_Udostępniony tekst_
Powyższe filmiki pokazują prawdę. Powiem ci Sylvan też miałem okazję sporo pograć w Forze 6
I jest to zwykły średniak graficzny. Dużo poniżej Project CARS, Asseto Corsa czy tym bardziej zjawiskowego Driveclub.
Dynamicznej pogody nie potrzebujesz? Może ty. Jako "pasjonat kółka" jak sam mnie nazwałeś o wiele bardziej cenie sobię właśnie dynamiczną pogodę, która potrafi mi zasymulować prawdziwy wyścig, niż efekciarskie kałuże dla gawiedzi, które nie tworzą się na torach wyścigowych jak to w Forzie uparcie pokazują. Taka kałuża może się utworzyć na starej Polskiej drodze, a nie na nowoczesnych torach z odprowadzaniem wody. Takie kałuże są właśnie dobre dla casuali co robią sobie jeden wyścig trwający 2 minuty. I ma być efekciarsko. Ja regularnie odpalam sobie cały "Race Day" z kwalifikacjami i trwającym 45-60 minut wyścigiem z wymaganym Pit-Stopem i strategią zmiany opon. Forza 6 to porażka pod tym względem. Nie ma w sobie cech, które są STANDARDEM na obecnej generacji. Przez brak dynamicznej pogody i zmiennej pory dnia, Forza zawsze będzie zwykłą grą, a nie symulatorem.

_Wymagania zadania_
Przepisz wiernie fragment wpisu o grze Forza 6 od słów "Powyższe filmiki pokazują" aż do słów "bardziej zjawiskowego Driveclub." włącznie. Należy opierać się wyłącznie na wpisie o grze Forza 6.

Pozycje wymienione w zbiorze danych
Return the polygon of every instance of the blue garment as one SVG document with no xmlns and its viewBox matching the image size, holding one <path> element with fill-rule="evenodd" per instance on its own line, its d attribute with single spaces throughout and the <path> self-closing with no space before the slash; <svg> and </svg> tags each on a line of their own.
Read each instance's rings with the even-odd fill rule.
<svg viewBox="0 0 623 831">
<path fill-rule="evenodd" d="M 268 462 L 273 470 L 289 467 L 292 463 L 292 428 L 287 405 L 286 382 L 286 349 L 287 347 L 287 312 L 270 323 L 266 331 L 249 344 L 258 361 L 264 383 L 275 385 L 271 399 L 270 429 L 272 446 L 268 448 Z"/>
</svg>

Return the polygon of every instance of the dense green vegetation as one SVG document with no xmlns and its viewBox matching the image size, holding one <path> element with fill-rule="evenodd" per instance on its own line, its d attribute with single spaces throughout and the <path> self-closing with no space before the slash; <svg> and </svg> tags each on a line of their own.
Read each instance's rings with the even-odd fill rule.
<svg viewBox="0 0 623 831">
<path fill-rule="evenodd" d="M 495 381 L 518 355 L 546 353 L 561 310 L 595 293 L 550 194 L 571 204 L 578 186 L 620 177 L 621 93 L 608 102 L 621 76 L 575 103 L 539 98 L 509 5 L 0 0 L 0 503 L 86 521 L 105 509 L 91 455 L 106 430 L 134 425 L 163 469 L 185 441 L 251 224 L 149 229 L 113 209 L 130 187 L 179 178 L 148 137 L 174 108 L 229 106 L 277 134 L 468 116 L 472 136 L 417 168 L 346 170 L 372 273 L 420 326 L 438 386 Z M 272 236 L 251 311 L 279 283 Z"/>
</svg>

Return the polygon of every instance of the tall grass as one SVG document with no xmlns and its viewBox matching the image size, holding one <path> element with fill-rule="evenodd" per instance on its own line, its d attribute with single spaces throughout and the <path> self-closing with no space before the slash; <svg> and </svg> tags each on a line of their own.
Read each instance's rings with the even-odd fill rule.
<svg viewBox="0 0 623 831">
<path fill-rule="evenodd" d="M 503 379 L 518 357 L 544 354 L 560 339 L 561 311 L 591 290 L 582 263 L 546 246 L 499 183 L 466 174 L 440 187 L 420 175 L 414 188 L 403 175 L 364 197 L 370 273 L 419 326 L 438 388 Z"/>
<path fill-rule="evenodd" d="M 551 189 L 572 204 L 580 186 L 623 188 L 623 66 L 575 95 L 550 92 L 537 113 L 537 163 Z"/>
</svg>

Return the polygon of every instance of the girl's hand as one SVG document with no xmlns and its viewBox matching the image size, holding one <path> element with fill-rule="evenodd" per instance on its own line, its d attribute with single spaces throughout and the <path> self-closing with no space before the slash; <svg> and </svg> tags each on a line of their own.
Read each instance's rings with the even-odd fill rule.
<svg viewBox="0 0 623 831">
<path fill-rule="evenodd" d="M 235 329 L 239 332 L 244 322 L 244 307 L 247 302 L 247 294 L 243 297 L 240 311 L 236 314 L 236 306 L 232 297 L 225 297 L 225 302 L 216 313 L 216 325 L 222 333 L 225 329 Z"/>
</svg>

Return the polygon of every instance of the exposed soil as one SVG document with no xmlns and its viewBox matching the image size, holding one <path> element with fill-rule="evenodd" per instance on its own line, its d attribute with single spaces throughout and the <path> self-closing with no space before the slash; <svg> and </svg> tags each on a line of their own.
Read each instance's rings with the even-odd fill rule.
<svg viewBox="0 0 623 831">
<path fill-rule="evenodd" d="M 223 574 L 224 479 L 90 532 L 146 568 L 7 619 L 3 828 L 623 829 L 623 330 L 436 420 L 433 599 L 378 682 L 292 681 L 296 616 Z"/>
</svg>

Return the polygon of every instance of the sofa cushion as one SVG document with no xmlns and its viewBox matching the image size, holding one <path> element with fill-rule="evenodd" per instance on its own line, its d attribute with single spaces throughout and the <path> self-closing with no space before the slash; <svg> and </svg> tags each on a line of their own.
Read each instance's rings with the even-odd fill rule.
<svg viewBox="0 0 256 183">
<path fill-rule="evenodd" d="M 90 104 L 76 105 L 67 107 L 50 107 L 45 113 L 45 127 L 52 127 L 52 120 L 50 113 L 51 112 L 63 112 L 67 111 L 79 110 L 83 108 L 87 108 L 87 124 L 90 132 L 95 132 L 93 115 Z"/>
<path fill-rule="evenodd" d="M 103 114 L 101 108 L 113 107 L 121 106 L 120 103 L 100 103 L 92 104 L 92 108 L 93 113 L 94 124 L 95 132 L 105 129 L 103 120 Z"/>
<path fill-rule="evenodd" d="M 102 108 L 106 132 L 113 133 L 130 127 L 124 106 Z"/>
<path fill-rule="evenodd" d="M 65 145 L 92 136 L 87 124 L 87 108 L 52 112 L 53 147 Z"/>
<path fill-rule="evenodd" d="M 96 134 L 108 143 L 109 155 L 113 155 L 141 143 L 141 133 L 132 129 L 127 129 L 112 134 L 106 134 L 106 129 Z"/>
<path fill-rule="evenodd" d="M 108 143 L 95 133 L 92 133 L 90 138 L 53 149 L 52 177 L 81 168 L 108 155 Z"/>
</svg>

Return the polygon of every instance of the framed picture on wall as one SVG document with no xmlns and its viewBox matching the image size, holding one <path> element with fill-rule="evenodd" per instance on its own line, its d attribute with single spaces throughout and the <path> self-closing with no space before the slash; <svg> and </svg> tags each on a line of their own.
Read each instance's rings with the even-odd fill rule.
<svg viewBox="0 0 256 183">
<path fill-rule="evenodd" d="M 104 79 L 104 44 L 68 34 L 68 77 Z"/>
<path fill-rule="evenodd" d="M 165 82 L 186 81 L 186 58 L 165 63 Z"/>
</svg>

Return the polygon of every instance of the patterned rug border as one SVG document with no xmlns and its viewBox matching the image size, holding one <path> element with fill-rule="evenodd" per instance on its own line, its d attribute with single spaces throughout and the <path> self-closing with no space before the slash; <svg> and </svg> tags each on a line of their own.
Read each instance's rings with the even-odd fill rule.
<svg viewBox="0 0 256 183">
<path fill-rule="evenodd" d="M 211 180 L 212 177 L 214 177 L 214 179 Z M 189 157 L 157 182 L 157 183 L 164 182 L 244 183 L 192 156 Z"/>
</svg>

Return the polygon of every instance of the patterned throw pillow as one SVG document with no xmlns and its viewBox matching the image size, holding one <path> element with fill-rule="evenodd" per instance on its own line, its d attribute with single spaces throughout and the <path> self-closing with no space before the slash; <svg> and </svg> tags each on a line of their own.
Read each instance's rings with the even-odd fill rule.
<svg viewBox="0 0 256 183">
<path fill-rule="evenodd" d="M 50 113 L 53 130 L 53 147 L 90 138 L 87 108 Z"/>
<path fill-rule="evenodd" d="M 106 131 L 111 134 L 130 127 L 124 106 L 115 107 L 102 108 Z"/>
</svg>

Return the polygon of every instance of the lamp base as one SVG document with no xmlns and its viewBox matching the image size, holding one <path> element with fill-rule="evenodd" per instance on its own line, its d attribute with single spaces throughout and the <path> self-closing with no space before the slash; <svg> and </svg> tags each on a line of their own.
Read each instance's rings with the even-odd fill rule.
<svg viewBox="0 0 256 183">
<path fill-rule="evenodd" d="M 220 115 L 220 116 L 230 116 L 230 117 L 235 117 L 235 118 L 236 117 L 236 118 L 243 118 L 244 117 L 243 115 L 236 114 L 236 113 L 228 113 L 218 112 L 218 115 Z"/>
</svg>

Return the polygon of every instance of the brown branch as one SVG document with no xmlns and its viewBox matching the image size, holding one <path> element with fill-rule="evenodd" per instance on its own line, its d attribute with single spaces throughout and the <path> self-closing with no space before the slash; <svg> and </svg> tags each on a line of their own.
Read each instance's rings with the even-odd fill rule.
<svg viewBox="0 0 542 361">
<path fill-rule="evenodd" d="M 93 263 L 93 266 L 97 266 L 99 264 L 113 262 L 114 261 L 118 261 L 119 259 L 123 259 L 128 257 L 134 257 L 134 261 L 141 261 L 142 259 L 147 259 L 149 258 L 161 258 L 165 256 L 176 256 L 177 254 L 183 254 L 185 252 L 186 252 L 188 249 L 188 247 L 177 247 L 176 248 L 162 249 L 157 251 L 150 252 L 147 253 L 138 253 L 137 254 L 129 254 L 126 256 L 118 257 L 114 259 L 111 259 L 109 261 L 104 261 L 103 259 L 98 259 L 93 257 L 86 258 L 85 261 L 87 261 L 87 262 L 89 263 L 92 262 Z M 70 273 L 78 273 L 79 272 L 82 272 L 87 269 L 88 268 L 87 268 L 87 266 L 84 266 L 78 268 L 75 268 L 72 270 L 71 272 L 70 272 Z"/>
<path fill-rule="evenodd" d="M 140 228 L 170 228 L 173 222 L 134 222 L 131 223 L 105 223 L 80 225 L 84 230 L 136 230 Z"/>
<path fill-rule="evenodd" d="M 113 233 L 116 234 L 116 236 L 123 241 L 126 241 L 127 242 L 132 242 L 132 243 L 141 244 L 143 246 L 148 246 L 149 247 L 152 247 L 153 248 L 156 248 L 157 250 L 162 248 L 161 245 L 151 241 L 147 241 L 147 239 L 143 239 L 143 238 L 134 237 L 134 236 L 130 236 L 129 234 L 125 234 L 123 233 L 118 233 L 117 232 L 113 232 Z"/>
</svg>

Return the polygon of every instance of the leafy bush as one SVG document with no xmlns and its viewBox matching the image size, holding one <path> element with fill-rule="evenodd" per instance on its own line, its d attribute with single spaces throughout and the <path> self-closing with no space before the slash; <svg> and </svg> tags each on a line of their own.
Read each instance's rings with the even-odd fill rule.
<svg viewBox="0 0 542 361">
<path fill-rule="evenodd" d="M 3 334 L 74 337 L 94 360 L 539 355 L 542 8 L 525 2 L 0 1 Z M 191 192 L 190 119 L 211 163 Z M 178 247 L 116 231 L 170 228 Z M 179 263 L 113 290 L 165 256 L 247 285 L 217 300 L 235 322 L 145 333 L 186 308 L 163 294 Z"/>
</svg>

_Pełna odpowiedź_
Powyższe filmiki pokazują prawdę. Powiem ci Sylvan też miałem okazję sporo pograć w Forze 6
I jest to zwykły średniak graficzny. Dużo poniżej Project CARS, Asseto Corsa czy tym bardziej zjawiskowego Driveclub.